+++ Extracted entries
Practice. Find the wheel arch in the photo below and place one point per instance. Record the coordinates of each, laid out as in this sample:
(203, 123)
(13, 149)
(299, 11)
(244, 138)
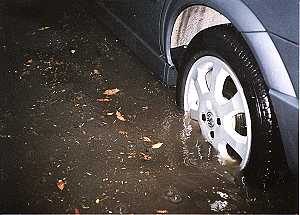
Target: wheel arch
(245, 21)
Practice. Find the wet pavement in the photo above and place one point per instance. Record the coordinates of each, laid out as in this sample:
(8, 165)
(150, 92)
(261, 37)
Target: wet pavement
(56, 124)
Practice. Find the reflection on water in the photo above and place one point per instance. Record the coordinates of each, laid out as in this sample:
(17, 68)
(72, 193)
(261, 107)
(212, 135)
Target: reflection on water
(227, 190)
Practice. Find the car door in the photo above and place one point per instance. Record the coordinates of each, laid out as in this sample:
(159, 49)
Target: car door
(142, 17)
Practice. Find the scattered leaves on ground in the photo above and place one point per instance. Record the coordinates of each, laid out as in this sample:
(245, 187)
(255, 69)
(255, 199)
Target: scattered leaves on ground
(77, 211)
(103, 100)
(43, 28)
(60, 184)
(120, 117)
(157, 145)
(111, 92)
(146, 139)
(145, 156)
(123, 132)
(161, 211)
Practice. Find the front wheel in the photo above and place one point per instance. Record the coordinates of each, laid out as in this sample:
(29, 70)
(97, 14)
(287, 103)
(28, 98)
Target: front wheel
(220, 86)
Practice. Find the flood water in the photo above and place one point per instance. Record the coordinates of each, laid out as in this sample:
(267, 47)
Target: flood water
(57, 61)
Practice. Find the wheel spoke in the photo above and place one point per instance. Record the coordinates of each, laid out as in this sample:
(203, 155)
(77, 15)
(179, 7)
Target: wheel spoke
(236, 141)
(194, 114)
(218, 78)
(200, 78)
(232, 107)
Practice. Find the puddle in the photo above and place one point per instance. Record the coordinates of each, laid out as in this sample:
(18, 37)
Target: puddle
(55, 128)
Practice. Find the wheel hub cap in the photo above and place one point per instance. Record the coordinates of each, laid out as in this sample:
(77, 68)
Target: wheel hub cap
(214, 97)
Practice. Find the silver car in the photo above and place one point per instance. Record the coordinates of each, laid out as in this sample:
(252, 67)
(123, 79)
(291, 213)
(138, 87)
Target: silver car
(234, 64)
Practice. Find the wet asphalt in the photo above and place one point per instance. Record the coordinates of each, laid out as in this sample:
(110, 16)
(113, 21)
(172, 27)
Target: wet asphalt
(57, 60)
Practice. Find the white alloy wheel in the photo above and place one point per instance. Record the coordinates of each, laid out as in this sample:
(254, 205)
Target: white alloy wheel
(224, 118)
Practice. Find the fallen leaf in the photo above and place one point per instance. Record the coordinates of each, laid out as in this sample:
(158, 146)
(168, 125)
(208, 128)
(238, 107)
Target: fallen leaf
(43, 28)
(157, 145)
(146, 139)
(60, 184)
(111, 92)
(123, 132)
(162, 211)
(77, 211)
(145, 156)
(120, 117)
(103, 100)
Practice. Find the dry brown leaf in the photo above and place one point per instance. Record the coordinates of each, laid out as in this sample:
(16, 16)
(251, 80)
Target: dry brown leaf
(103, 100)
(145, 156)
(157, 145)
(77, 211)
(123, 132)
(60, 184)
(162, 211)
(120, 117)
(111, 92)
(146, 139)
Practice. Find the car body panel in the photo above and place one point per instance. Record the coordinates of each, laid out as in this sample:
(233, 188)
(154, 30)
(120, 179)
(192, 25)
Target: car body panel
(280, 17)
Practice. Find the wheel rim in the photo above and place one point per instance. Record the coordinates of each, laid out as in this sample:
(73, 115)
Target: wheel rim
(215, 98)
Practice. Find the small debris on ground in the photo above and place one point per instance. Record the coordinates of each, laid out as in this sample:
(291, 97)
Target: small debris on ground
(146, 139)
(60, 184)
(145, 156)
(157, 145)
(161, 211)
(120, 117)
(103, 100)
(111, 92)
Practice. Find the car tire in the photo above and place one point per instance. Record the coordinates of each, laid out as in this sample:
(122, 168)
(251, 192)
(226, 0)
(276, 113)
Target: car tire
(252, 122)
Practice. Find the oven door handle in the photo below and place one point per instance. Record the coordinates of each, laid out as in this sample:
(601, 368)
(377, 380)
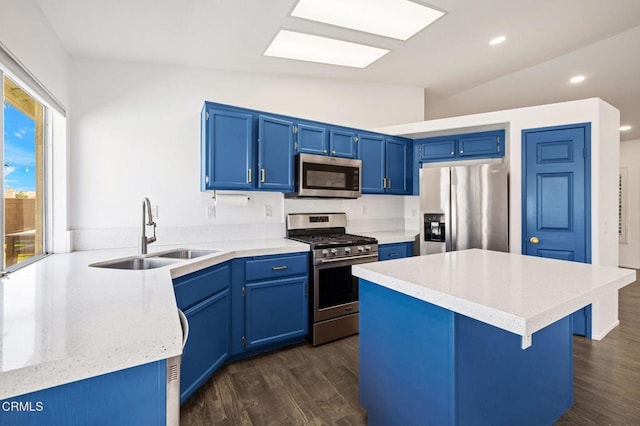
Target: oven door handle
(351, 260)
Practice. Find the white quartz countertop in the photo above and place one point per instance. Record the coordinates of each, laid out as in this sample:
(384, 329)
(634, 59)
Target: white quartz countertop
(520, 294)
(64, 321)
(390, 237)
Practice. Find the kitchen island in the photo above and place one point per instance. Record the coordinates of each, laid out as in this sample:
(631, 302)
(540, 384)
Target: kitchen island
(472, 337)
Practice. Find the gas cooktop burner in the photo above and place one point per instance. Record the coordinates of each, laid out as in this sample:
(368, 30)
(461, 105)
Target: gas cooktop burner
(319, 241)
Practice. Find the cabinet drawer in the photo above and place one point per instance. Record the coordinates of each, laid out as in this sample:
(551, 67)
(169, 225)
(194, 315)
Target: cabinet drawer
(193, 288)
(274, 267)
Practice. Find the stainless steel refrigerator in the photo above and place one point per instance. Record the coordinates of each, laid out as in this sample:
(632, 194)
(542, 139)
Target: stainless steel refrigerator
(463, 207)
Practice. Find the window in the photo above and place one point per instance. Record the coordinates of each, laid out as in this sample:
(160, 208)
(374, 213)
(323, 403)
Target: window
(23, 180)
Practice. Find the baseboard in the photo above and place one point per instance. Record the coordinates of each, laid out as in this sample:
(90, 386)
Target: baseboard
(601, 336)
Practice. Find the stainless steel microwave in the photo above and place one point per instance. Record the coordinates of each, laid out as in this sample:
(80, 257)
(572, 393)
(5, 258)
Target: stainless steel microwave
(329, 177)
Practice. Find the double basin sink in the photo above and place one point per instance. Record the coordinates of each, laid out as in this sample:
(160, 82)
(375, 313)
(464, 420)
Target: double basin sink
(152, 261)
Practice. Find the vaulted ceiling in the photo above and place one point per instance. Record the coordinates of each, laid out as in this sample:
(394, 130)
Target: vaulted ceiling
(548, 42)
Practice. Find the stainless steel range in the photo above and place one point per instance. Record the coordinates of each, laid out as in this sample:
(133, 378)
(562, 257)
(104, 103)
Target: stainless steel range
(334, 296)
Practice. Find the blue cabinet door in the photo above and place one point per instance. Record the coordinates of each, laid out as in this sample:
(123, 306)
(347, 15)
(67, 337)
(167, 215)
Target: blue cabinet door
(227, 149)
(438, 149)
(480, 146)
(395, 251)
(397, 165)
(371, 152)
(312, 139)
(342, 143)
(275, 153)
(275, 310)
(556, 200)
(209, 342)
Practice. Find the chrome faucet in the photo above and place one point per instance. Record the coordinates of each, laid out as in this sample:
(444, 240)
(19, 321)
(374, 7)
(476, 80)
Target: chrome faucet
(144, 241)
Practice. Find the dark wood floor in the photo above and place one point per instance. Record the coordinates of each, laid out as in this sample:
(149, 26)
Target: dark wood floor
(319, 386)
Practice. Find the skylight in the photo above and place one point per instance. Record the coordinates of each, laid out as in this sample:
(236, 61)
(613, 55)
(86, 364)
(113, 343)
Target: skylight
(399, 19)
(306, 47)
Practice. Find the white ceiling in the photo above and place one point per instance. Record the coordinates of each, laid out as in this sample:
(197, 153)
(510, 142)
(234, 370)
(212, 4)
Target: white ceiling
(548, 42)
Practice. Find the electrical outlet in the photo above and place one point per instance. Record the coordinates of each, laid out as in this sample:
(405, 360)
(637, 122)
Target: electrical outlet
(211, 212)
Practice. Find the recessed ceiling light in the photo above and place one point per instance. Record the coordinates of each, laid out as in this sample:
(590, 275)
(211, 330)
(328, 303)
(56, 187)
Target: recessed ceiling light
(398, 19)
(306, 47)
(497, 40)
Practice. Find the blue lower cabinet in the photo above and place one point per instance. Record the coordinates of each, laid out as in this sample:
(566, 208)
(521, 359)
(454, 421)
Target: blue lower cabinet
(395, 251)
(134, 396)
(275, 310)
(209, 342)
(205, 298)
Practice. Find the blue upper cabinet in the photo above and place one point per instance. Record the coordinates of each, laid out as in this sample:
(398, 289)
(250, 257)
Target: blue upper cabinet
(386, 164)
(227, 149)
(481, 145)
(275, 153)
(398, 165)
(312, 139)
(461, 147)
(437, 149)
(342, 142)
(371, 152)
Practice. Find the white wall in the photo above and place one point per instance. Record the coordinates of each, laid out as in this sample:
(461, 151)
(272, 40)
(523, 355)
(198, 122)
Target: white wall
(27, 34)
(630, 159)
(135, 132)
(605, 142)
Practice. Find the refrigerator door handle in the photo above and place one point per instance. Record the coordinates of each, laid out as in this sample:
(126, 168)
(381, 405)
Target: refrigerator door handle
(453, 243)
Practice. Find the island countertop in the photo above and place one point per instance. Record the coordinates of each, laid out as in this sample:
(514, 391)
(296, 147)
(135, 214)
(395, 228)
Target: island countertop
(520, 294)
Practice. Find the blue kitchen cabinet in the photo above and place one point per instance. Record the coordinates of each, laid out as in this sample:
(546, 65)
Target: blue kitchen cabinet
(461, 147)
(275, 310)
(270, 302)
(133, 396)
(481, 145)
(227, 148)
(432, 149)
(342, 142)
(386, 164)
(395, 251)
(275, 153)
(205, 298)
(371, 152)
(398, 165)
(312, 138)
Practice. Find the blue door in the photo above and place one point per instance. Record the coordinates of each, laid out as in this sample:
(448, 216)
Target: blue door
(371, 152)
(556, 202)
(275, 153)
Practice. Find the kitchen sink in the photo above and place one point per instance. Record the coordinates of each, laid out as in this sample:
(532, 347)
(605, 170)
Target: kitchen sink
(135, 263)
(183, 253)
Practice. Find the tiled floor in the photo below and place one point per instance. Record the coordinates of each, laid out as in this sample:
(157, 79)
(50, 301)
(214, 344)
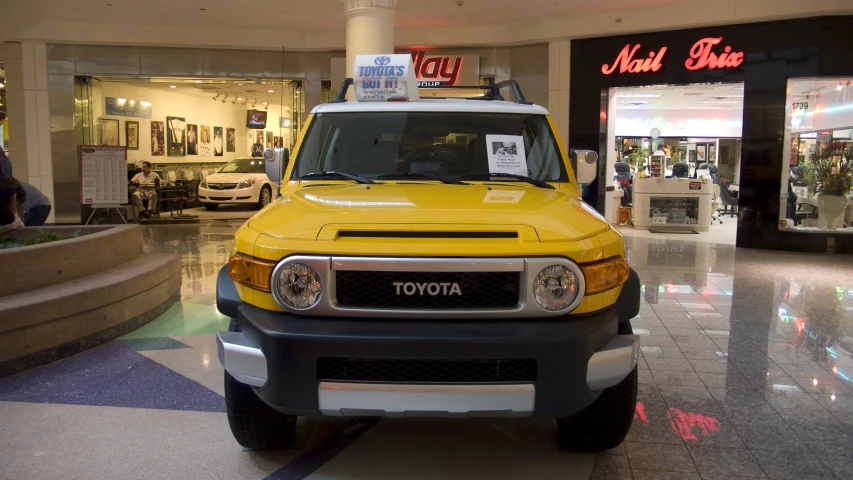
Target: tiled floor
(745, 373)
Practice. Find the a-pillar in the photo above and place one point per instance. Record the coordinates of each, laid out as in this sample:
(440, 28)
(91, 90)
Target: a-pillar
(370, 30)
(29, 115)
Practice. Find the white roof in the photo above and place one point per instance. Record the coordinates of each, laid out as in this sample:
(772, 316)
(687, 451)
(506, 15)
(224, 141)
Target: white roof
(432, 105)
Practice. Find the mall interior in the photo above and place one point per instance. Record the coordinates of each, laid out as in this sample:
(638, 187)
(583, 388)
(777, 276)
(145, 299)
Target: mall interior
(723, 133)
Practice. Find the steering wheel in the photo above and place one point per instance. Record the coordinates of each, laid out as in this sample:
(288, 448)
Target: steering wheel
(433, 153)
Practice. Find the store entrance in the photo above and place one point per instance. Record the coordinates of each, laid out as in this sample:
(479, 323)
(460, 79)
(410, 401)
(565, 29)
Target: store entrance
(673, 157)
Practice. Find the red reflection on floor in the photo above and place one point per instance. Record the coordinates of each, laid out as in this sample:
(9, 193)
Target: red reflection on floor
(686, 425)
(640, 412)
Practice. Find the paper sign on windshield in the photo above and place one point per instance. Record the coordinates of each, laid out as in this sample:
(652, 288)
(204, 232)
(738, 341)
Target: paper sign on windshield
(380, 78)
(506, 154)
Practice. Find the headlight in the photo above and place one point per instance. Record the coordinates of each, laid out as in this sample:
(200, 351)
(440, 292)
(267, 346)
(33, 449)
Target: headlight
(606, 275)
(247, 183)
(556, 287)
(298, 285)
(251, 272)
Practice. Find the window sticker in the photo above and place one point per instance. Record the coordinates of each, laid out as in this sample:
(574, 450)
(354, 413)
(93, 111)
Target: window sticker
(506, 154)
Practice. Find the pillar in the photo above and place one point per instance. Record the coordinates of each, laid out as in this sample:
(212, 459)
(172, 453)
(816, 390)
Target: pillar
(29, 115)
(559, 74)
(370, 30)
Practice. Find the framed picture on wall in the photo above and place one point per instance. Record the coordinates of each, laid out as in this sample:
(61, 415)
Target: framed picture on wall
(230, 140)
(158, 139)
(131, 135)
(218, 142)
(192, 139)
(176, 141)
(204, 147)
(109, 132)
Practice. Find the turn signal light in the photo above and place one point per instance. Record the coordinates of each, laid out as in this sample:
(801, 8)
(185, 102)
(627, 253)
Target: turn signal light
(606, 275)
(251, 272)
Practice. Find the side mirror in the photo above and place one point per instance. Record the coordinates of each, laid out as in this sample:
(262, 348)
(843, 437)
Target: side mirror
(275, 163)
(585, 165)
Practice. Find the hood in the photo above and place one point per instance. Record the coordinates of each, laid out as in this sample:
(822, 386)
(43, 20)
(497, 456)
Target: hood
(321, 211)
(232, 177)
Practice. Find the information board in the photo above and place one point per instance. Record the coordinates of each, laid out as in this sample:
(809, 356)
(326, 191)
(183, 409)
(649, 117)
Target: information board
(103, 175)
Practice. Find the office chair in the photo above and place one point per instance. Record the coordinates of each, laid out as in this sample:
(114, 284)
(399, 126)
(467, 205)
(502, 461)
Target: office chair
(715, 204)
(728, 201)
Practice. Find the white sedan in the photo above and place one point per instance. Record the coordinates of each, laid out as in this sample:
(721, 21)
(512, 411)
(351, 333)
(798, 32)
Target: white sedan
(242, 181)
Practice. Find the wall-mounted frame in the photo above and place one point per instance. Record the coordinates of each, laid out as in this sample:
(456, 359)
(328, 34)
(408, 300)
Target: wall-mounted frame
(131, 135)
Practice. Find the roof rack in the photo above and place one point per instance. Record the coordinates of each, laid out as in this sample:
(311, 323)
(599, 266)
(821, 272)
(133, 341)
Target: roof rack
(494, 91)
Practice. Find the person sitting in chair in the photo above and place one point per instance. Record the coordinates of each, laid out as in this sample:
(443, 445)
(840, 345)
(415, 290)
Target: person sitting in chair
(147, 182)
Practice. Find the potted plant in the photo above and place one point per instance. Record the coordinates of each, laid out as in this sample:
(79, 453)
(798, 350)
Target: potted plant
(830, 175)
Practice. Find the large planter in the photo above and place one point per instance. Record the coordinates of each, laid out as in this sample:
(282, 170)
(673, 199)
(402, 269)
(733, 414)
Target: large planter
(831, 211)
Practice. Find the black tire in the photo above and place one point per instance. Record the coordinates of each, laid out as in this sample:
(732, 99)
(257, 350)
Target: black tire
(265, 190)
(606, 422)
(255, 424)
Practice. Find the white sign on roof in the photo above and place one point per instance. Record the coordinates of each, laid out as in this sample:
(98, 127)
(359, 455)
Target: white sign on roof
(382, 78)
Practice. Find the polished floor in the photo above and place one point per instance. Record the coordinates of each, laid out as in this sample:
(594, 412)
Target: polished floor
(745, 372)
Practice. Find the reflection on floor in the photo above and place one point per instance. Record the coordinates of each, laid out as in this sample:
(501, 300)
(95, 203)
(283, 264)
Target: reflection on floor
(746, 371)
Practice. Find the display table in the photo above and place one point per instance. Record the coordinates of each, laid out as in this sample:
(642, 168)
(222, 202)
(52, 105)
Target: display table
(672, 204)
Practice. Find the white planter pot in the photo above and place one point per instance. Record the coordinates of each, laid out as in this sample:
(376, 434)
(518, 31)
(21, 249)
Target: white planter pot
(831, 211)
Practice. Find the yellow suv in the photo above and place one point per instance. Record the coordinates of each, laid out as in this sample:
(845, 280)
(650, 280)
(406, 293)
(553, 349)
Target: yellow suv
(429, 258)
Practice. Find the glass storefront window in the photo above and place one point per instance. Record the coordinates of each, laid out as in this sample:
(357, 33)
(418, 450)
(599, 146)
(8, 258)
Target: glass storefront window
(817, 176)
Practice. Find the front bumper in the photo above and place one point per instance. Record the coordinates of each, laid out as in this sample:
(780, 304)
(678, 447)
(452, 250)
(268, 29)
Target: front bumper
(277, 353)
(237, 195)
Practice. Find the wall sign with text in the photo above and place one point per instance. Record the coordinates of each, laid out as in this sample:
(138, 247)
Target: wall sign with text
(446, 70)
(706, 54)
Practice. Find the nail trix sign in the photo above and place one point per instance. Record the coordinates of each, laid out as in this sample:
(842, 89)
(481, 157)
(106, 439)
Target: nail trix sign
(702, 56)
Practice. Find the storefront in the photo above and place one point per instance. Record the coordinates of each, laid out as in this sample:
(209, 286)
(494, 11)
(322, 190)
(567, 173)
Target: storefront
(758, 104)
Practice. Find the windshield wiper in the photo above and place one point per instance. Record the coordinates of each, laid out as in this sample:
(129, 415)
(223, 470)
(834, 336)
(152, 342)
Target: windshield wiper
(348, 176)
(425, 176)
(522, 178)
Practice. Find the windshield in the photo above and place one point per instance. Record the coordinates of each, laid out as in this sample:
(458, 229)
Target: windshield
(373, 145)
(244, 165)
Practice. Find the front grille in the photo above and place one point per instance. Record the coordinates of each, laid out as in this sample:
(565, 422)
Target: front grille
(426, 371)
(432, 290)
(222, 186)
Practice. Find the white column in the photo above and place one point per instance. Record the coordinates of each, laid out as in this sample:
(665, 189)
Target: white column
(559, 75)
(29, 116)
(370, 29)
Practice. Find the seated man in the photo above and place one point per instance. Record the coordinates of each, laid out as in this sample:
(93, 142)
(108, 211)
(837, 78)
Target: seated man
(36, 207)
(11, 194)
(147, 181)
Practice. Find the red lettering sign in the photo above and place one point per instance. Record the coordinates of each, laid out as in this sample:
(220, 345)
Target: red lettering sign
(627, 64)
(434, 71)
(702, 56)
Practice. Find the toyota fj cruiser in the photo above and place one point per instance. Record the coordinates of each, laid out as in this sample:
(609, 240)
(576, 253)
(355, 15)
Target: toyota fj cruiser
(428, 257)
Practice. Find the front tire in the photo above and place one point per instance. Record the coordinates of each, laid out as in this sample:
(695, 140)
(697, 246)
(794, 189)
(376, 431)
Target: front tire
(605, 423)
(265, 197)
(255, 424)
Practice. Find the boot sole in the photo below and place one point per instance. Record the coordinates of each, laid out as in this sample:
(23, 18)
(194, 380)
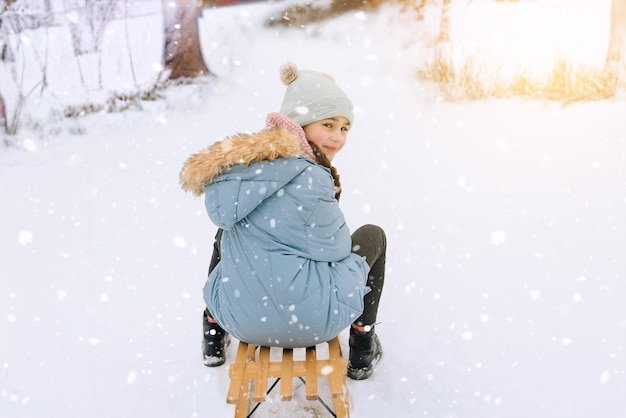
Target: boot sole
(364, 372)
(214, 361)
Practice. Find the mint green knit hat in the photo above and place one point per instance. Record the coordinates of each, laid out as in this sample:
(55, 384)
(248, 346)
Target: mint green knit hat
(312, 96)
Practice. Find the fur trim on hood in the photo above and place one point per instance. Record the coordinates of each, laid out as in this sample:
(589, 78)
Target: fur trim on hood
(214, 160)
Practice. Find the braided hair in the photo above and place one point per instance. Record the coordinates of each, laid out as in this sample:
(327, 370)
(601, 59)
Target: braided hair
(324, 161)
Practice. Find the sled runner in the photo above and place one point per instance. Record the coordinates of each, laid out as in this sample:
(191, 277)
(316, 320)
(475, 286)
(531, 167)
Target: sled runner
(252, 369)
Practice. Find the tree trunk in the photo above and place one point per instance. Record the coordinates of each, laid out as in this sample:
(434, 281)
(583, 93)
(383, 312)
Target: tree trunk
(617, 41)
(181, 53)
(444, 23)
(3, 116)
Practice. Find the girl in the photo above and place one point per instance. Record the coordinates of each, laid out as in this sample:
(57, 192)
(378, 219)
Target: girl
(285, 270)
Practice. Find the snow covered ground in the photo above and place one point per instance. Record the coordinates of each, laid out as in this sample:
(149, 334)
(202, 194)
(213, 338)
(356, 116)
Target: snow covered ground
(506, 223)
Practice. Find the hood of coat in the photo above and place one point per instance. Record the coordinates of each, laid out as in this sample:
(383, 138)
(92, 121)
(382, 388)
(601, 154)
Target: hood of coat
(204, 166)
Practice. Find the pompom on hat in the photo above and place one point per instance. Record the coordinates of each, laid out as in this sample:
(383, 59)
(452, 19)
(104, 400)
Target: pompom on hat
(312, 96)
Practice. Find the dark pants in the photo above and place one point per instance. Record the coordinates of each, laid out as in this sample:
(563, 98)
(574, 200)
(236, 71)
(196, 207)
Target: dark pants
(368, 241)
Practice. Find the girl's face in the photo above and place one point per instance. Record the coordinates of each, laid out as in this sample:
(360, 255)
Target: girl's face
(328, 134)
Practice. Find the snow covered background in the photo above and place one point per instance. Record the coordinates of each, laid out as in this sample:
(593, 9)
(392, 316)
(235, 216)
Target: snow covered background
(506, 283)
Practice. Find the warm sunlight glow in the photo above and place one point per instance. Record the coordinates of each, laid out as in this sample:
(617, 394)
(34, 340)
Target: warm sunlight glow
(530, 35)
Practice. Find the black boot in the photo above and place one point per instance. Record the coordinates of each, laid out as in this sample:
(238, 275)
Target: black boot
(365, 353)
(214, 343)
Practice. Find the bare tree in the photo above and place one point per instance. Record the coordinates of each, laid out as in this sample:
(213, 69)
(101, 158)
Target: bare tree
(3, 115)
(181, 53)
(444, 23)
(617, 41)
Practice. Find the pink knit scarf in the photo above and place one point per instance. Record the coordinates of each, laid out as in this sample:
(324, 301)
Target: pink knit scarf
(277, 120)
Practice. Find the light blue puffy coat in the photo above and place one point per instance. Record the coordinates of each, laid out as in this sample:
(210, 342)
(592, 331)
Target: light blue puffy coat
(287, 276)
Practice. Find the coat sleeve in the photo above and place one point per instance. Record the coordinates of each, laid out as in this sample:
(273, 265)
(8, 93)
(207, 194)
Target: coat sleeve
(327, 235)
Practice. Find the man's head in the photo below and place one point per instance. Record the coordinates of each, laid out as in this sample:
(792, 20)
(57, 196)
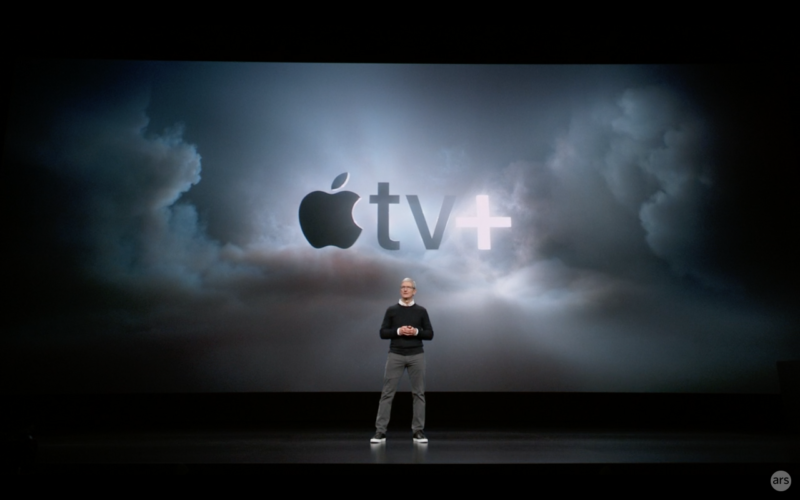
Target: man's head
(407, 289)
++++++
Goal of the exercise -> What lines of the material above include "below"? Copy each one.

Response area ->
Practice. Find the wheel arch in the photo below and place one point per instance. Record the coordinates of each, laid out as in this sample:
Practice. Find the oven door handle in the photo below and place one point per instance. Record the coordinates of each, laid out as in this sample:
Practice. Find the tiled floor in the photo below and place one point per instance. Record the coordinates of each, laid out as in this sample:
Practice. Find the boot sole in the photo below and place one point per instance. Record the coordinates of each, laid out as in this sample:
Practice. Find the man's head in the photo below and place one point per instance. Record the coordinates of each, laid out as in this sample:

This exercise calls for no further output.